> [Task A]
Could you copy the passage of the productivity-metrics essay starting at "Metrics of Convenience" and ending at "life in general."?
> [Task B]
Can you carry on the essay about measuring knowledge work from the point where it stops?

> [Page extract]
* START *

Metrics of Convenience

Guru Kini
8 min readJun 2, 2021

“We cannot improve what we cannot measure” is sage advice variously attributed to Lord Kelvin (yeah, the absolute temperature scale guy), W. Edwards Deming, Peter Drucker, and several other successful people who had a very scientific way of managing things. I don’t know who said it originally, but at face value, it makes sense. If we can’t measure something, how do we know we making it better or worse? Of course, I mean it in the context of work, not life in general.

A common problem when it comes to measuring productivity is that a lot of managerial thinking in organizations is based on activity, not outcome. This sort of measurement works well when the activity is directly associated with the output, e.g. on an assembly line — where one can see the finished goods pass down the line and the outcome of the production quota being met. However, this doesn’t work at all when it comes to knowledge work. There is always some confusion as to what is “Knowledge work”. For instance, if the sales executives have clearly defined, quantifiable targets, it is tempting to say their work doesn’t fit into the category of knowledge work. After all, sales targets have actual numbers and hence are not so vaguely defined as goals in, say software development. If a Sales Executive works 2 hours more (activity), she could possibly close a few more deals (outcome); whereas the same may not work the same way for a software engineer. So does that mean a Sales Executive is less of a knowledge worker than a Software Engineer? Of course not!

* END *

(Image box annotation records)

* START *

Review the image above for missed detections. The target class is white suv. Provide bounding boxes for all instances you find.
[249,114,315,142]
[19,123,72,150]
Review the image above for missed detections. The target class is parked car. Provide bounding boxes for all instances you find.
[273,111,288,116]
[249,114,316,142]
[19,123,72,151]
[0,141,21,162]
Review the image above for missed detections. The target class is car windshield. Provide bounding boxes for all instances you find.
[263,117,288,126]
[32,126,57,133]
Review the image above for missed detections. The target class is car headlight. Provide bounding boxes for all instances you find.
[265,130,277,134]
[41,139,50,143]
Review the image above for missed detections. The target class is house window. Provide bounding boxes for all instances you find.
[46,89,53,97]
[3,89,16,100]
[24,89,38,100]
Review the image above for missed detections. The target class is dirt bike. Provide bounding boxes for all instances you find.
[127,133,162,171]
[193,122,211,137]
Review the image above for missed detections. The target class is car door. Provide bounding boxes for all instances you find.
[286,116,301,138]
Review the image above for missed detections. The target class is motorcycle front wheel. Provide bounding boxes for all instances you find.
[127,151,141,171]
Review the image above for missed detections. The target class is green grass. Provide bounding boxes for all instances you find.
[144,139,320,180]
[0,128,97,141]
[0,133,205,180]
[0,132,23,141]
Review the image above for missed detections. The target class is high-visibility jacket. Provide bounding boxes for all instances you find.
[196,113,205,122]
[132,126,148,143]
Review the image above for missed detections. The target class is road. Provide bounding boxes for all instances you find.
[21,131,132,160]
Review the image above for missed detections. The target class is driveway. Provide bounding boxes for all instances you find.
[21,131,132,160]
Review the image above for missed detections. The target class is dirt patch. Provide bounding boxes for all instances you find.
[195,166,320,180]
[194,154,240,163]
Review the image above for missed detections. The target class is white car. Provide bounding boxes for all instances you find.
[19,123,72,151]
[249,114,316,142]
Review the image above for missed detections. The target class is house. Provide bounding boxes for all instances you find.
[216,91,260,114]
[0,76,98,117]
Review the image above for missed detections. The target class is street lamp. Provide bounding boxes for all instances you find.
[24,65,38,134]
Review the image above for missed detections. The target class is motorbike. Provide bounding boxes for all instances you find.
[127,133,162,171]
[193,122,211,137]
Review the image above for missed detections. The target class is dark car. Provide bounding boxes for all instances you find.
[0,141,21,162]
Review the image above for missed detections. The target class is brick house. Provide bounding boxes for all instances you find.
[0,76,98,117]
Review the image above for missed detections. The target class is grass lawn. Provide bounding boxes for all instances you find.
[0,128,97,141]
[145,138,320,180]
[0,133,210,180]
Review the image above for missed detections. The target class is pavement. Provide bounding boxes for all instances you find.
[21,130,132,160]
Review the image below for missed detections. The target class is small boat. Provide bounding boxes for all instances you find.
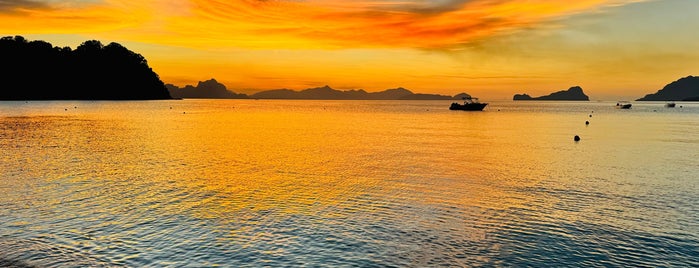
[449,97,488,111]
[616,101,631,109]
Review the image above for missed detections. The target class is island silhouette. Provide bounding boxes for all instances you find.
[512,86,590,101]
[250,85,460,100]
[165,78,470,100]
[165,78,249,99]
[0,36,172,100]
[637,75,699,101]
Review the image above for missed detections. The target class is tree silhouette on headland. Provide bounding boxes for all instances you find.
[0,36,171,100]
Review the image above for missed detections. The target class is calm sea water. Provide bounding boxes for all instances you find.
[0,100,699,267]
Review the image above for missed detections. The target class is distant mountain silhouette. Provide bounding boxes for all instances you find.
[250,86,468,100]
[637,75,699,101]
[0,36,171,100]
[512,86,590,101]
[165,78,249,99]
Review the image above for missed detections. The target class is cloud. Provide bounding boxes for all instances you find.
[0,0,49,14]
[175,0,635,48]
[0,0,638,49]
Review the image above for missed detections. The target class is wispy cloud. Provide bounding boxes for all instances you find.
[0,0,638,48]
[0,0,49,14]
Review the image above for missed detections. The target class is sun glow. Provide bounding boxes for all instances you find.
[0,0,699,97]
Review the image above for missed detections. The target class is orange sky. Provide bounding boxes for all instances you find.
[0,0,699,99]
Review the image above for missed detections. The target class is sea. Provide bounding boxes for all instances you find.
[0,99,699,267]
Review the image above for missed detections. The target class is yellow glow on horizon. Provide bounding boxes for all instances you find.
[0,0,699,98]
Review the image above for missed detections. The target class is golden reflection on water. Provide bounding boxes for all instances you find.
[0,100,699,265]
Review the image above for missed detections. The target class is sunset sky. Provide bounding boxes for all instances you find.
[0,0,699,100]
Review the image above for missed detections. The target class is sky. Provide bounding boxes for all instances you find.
[0,0,699,100]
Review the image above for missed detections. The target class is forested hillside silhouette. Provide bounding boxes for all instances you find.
[0,36,171,100]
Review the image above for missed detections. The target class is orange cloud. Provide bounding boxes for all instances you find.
[0,0,638,48]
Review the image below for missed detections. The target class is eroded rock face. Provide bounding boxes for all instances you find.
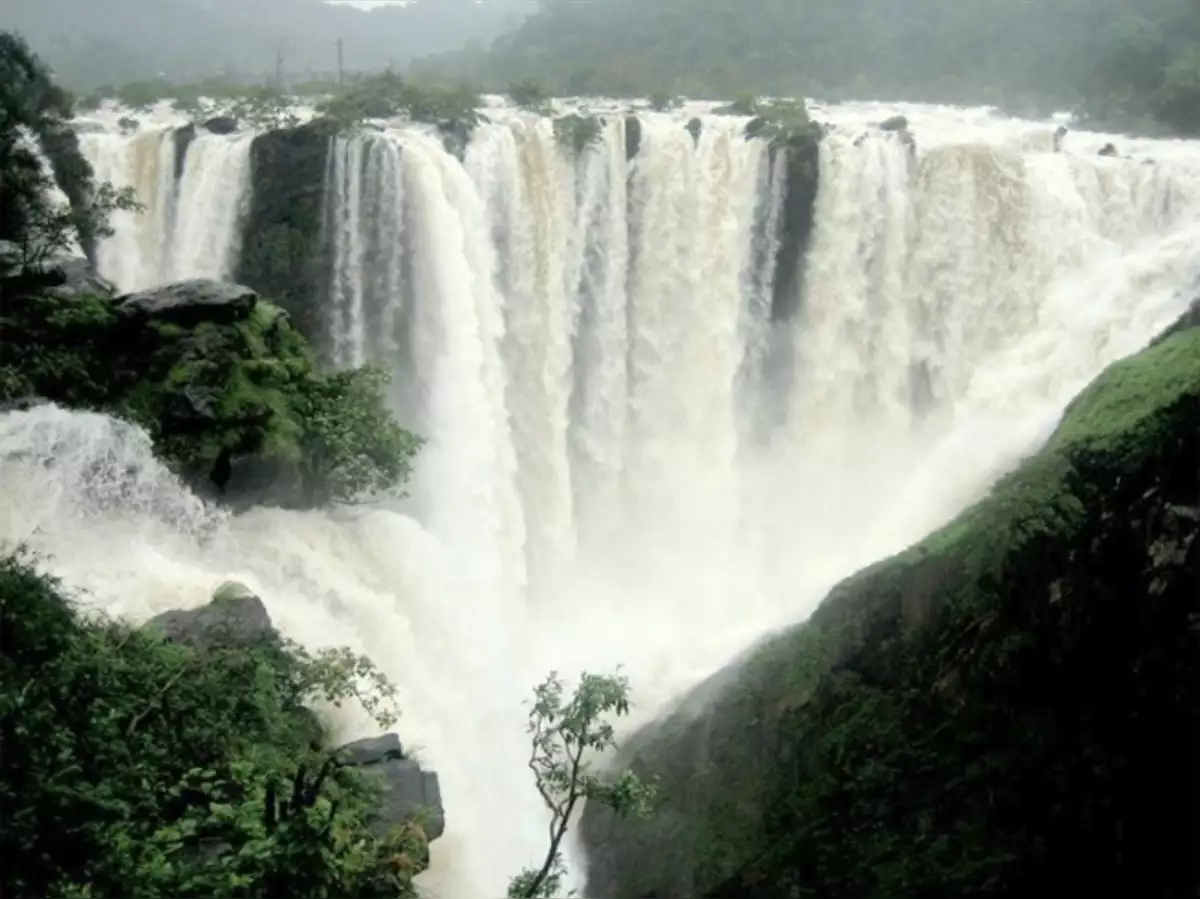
[337,733,445,840]
[581,307,1200,899]
[118,278,258,326]
[143,581,445,840]
[145,582,280,649]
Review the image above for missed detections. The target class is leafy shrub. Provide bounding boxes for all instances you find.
[0,553,426,899]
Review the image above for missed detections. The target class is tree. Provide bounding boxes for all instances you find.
[508,672,655,899]
[0,31,138,268]
[298,367,421,504]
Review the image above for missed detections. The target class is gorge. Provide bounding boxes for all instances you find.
[7,94,1200,899]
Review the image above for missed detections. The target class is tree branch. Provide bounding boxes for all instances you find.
[125,661,191,737]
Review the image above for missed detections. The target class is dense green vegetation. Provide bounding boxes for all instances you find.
[0,0,534,90]
[0,550,654,899]
[0,31,134,270]
[0,294,419,505]
[415,0,1200,133]
[583,326,1200,899]
[0,555,427,899]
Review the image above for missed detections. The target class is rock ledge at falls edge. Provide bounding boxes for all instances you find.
[0,268,418,508]
[144,582,445,840]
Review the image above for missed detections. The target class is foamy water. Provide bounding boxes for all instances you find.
[7,104,1200,899]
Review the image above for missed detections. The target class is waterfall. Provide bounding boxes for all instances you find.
[80,127,253,290]
[11,104,1200,899]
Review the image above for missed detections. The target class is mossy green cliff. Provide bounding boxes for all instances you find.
[582,316,1200,899]
[0,281,418,507]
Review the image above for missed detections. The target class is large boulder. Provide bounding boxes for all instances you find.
[118,278,258,326]
[0,240,116,299]
[581,303,1200,899]
[204,115,241,134]
[337,733,445,840]
[144,581,280,649]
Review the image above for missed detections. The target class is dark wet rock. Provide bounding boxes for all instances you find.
[204,115,241,134]
[0,241,116,299]
[144,581,280,649]
[118,278,258,325]
[580,305,1200,899]
[625,115,642,162]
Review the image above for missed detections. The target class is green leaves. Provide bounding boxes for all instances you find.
[508,671,655,899]
[0,556,427,899]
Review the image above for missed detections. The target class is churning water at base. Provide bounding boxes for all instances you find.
[7,101,1200,899]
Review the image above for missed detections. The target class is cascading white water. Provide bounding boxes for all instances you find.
[9,106,1200,899]
[80,127,253,290]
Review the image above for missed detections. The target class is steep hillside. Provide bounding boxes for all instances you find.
[420,0,1200,131]
[582,306,1200,899]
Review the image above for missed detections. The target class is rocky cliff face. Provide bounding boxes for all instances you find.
[0,270,416,508]
[582,306,1200,899]
[145,582,445,844]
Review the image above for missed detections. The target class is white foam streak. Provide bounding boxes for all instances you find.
[80,127,253,290]
[16,104,1200,899]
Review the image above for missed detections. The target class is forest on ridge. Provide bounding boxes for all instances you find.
[415,0,1200,133]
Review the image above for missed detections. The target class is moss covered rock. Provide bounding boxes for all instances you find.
[0,281,418,508]
[235,120,337,358]
[582,312,1200,899]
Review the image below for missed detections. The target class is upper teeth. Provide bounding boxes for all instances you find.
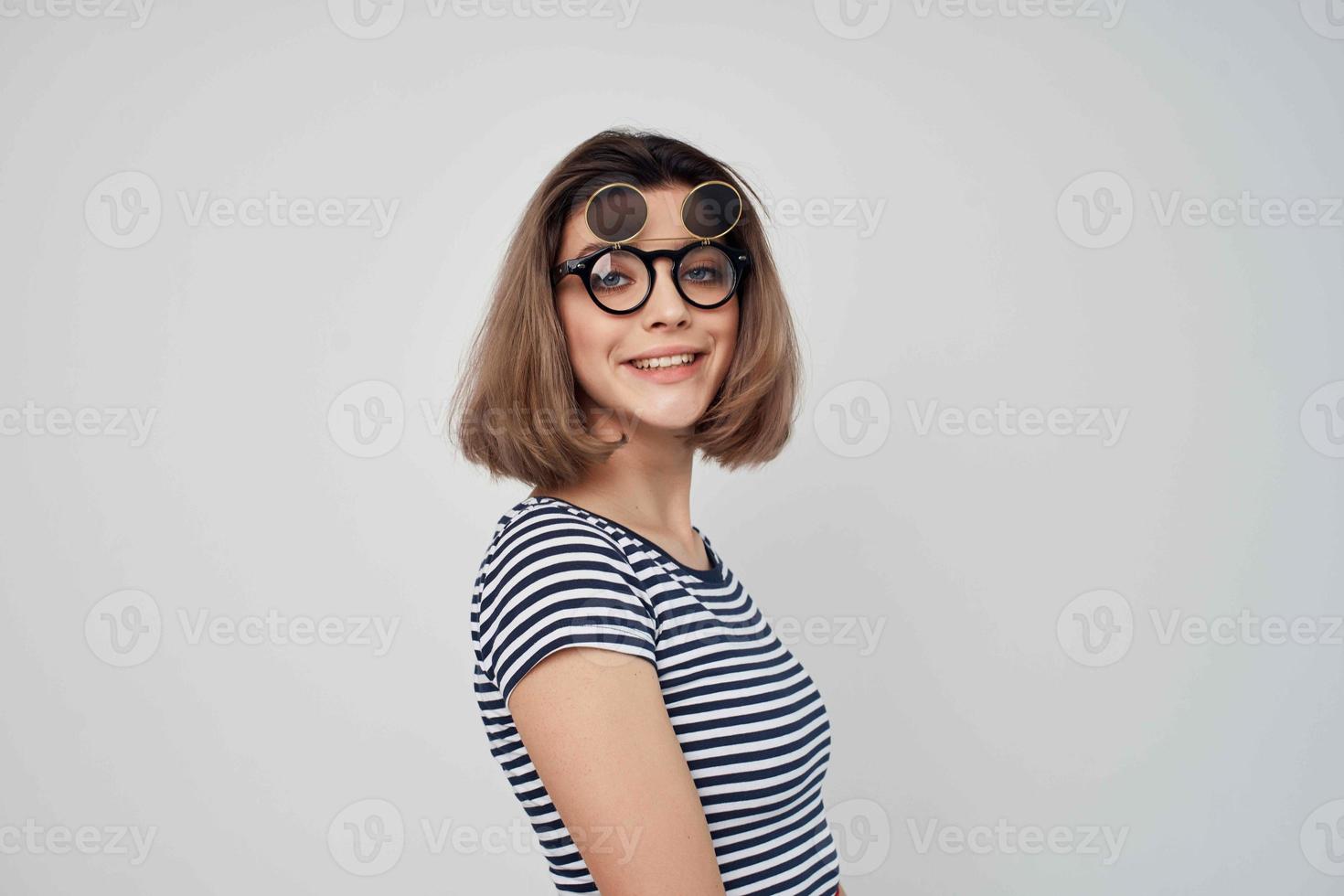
[630,353,695,371]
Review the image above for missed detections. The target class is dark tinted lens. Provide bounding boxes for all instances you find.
[681,184,741,240]
[589,251,649,312]
[587,184,649,243]
[678,246,737,305]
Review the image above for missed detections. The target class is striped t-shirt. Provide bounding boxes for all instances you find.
[472,497,840,896]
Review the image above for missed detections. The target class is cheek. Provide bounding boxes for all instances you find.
[560,294,618,380]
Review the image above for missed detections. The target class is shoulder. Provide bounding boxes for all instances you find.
[478,498,640,602]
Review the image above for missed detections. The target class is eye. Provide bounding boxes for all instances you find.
[681,262,723,283]
[589,252,644,295]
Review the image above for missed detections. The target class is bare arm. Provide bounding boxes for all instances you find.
[509,646,724,896]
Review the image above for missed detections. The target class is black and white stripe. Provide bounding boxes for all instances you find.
[472,497,840,896]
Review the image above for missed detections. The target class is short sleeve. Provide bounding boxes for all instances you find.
[478,512,657,705]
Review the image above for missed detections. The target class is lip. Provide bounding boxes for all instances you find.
[621,346,709,383]
[621,343,709,364]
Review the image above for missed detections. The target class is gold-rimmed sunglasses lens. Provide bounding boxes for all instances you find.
[681,180,741,240]
[584,184,649,243]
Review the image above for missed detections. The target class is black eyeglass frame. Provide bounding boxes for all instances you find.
[551,240,752,315]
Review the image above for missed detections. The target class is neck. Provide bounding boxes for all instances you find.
[532,397,695,540]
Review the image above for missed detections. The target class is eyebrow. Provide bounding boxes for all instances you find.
[570,237,700,258]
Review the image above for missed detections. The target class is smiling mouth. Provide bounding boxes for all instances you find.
[621,352,707,383]
[626,352,704,371]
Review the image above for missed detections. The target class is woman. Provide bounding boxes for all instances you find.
[454,131,841,896]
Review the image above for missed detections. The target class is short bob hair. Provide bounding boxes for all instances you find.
[449,129,801,489]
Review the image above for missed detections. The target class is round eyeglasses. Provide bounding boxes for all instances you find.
[551,240,752,315]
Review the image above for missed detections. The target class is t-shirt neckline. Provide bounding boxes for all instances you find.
[527,495,724,581]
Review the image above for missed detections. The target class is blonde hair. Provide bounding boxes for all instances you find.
[449,129,801,489]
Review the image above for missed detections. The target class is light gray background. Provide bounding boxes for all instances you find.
[0,0,1344,896]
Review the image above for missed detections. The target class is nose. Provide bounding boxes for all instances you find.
[640,258,691,329]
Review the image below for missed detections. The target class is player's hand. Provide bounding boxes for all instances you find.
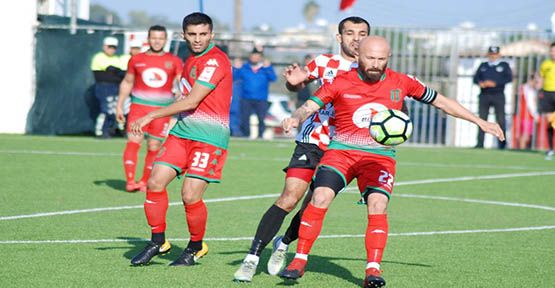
[283,64,308,86]
[116,106,125,123]
[281,118,299,134]
[479,121,505,141]
[130,114,152,136]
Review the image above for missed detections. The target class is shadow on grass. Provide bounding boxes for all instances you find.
[96,237,184,265]
[93,179,129,193]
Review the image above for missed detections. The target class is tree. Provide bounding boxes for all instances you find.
[89,4,123,25]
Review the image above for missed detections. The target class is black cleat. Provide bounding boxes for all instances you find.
[131,240,172,266]
[170,242,208,266]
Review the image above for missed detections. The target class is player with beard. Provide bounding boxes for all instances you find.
[234,16,370,282]
[131,12,233,266]
[116,25,183,192]
[280,36,505,287]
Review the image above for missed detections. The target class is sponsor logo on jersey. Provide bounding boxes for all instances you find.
[206,58,220,67]
[141,67,168,88]
[198,67,216,82]
[353,103,387,128]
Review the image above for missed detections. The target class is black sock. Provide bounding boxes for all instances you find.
[249,205,288,256]
[281,210,302,245]
[150,232,166,245]
[187,240,202,251]
[547,127,553,150]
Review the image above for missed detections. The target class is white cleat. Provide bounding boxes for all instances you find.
[268,236,287,276]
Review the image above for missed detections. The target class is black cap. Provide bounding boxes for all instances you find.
[488,46,499,54]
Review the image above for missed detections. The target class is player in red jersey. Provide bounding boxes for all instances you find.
[131,12,233,266]
[280,36,505,287]
[233,17,370,282]
[116,25,183,192]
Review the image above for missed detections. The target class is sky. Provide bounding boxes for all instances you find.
[90,0,555,32]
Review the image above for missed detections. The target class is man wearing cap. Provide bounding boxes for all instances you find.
[474,46,513,149]
[233,48,277,138]
[91,37,124,138]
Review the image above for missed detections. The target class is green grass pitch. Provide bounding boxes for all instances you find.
[0,135,555,288]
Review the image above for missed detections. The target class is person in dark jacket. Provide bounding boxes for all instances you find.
[474,46,513,149]
[233,48,277,138]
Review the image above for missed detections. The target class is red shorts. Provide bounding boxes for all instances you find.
[127,103,171,141]
[154,135,227,183]
[320,149,396,197]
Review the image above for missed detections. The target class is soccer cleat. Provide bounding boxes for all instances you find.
[131,240,172,266]
[233,260,258,282]
[170,242,208,266]
[279,258,306,280]
[268,236,287,276]
[125,181,139,192]
[362,268,385,288]
[135,180,146,193]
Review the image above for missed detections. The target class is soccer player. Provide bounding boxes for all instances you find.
[116,25,183,192]
[280,36,505,287]
[131,12,233,266]
[540,42,555,160]
[234,17,370,282]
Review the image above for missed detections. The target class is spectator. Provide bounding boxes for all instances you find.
[474,46,513,149]
[91,37,124,138]
[233,48,277,138]
[517,75,540,149]
[539,42,555,160]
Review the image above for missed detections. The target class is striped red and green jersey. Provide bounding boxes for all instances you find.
[170,44,233,149]
[310,69,437,157]
[127,52,183,106]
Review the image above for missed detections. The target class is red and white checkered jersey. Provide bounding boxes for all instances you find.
[295,54,358,150]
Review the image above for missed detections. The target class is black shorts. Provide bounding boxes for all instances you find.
[283,142,324,172]
[539,90,555,113]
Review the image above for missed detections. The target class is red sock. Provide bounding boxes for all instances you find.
[297,204,328,255]
[183,199,208,241]
[141,150,159,183]
[144,189,168,233]
[366,214,388,264]
[123,141,141,183]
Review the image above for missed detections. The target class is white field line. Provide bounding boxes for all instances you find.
[4,171,555,221]
[0,145,544,171]
[0,226,555,245]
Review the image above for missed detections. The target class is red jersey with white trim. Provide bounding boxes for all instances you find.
[311,69,437,157]
[295,54,358,150]
[170,44,233,149]
[127,52,183,106]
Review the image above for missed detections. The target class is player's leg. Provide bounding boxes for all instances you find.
[280,166,347,279]
[131,164,177,265]
[123,105,144,192]
[170,177,208,266]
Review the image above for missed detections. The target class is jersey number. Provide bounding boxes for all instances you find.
[378,170,393,187]
[191,152,210,168]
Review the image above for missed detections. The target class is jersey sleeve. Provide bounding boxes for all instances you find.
[404,75,437,104]
[309,82,339,107]
[195,57,231,89]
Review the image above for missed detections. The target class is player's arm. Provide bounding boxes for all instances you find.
[281,99,321,133]
[116,72,135,123]
[131,81,213,135]
[431,93,505,141]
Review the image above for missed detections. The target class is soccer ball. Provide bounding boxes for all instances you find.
[370,109,412,146]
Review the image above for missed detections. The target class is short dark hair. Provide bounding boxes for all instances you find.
[182,12,213,31]
[337,16,370,34]
[148,25,168,37]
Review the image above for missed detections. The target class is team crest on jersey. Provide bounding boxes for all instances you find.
[189,66,197,79]
[353,103,387,128]
[389,89,401,102]
[206,58,220,67]
[141,68,168,88]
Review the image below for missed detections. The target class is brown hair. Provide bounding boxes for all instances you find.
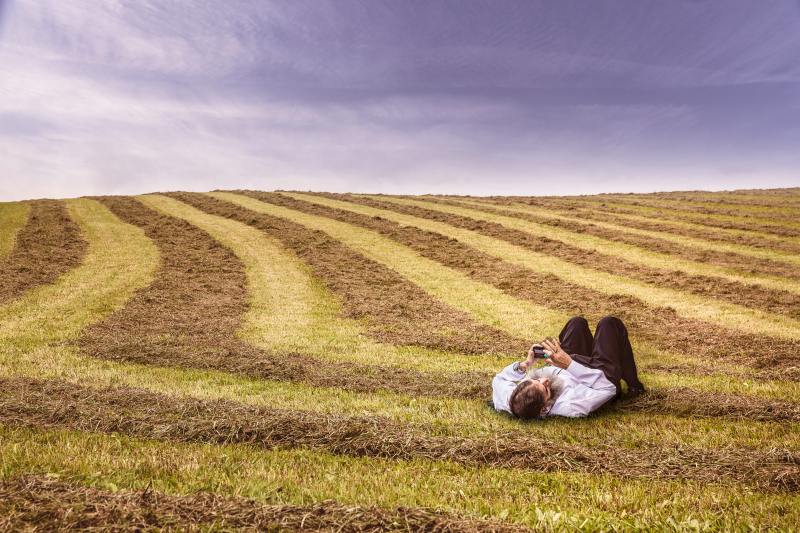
[508,380,545,420]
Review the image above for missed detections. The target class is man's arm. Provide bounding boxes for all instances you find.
[544,340,617,417]
[492,346,536,413]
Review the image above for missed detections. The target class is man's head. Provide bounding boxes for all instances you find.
[508,378,552,420]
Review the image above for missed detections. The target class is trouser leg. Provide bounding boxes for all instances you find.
[592,316,644,394]
[558,316,592,364]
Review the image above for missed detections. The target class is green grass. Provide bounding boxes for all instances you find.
[459,199,800,268]
[0,427,800,531]
[552,202,800,247]
[356,193,800,294]
[0,198,159,351]
[600,197,800,216]
[278,193,800,339]
[139,195,507,371]
[0,189,800,531]
[0,202,31,259]
[211,193,569,339]
[569,198,800,230]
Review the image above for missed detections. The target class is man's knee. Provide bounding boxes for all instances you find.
[567,316,589,328]
[597,316,628,331]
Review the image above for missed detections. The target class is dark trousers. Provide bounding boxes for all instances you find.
[558,316,644,396]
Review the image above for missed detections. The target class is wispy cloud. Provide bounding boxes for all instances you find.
[0,0,800,199]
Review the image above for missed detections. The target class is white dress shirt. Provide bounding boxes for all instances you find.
[492,361,617,418]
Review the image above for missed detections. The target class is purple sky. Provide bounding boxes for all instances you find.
[0,0,800,200]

* END *

> [Task output A]
Metrics of Convenience

Guru Kini
8 min readJun 2, 2021

“We cannot improve what we cannot measure” is sage advice variously attributed to Lord Kelvin (yeah, the absolute temperature scale guy), W. Edwards Deming, Peter Drucker, and several other successful people who had a very scientific way of managing things. I don’t know who said it originally, but at face value, it makes sense. If we can’t measure something, how do we know we making it better or worse? Of course, I mean it in the context of work, not life in general.

> [Task output B]
Instead of splitting hairs about what is or isn’t “Knowledge Work”, I stick to some basic questions:

  1. Would it take specialized training and weeks (if not years) of hands-on experience for someone else to do what you do at least as well as you do it? (Skill)
  2. Does the outcome of your daily work, successes and failures alike, make you better professionally? (Learning on the job)
  3. Does your role require you to upgrade your skills every few months, just to stay on top of things? (Constant Reskilling)

If the answers are all “yes”, you are a knowledge worker. You are paid to think as much as (or more than) to do and you can leverage emerging technology to do your job better. There is a cruder way of putting this: How quickly can you be replaced in an organization, without the work suffering any setbacks?

Measuring what’s easy

Knowledge work, as viewed by many today

In the last few decades, many mundane activities have been automated including the exemplar assembly line manufacturing jobs. And this rate is accelerating, with some estimates saying about half of all work activities can potentially be automated (Source: McKinsey’s “Jobs lost, jobs gained” report, Dec 2017). More realistically, the report says, around 60% of the current occupations have more than 30% of their activities that are technically automatable. Note this is about activities, not entire jobs; although this would mean that most of us will have to reskill ourselves to keep up with these advancements. The takeaway is that almost all jobs would be based on knowledge work, where our unique mix of skills that we learned from our unique experiences would be the most crucial requirement, not just because we can operate machine X or know programming language Y or have a degree Z.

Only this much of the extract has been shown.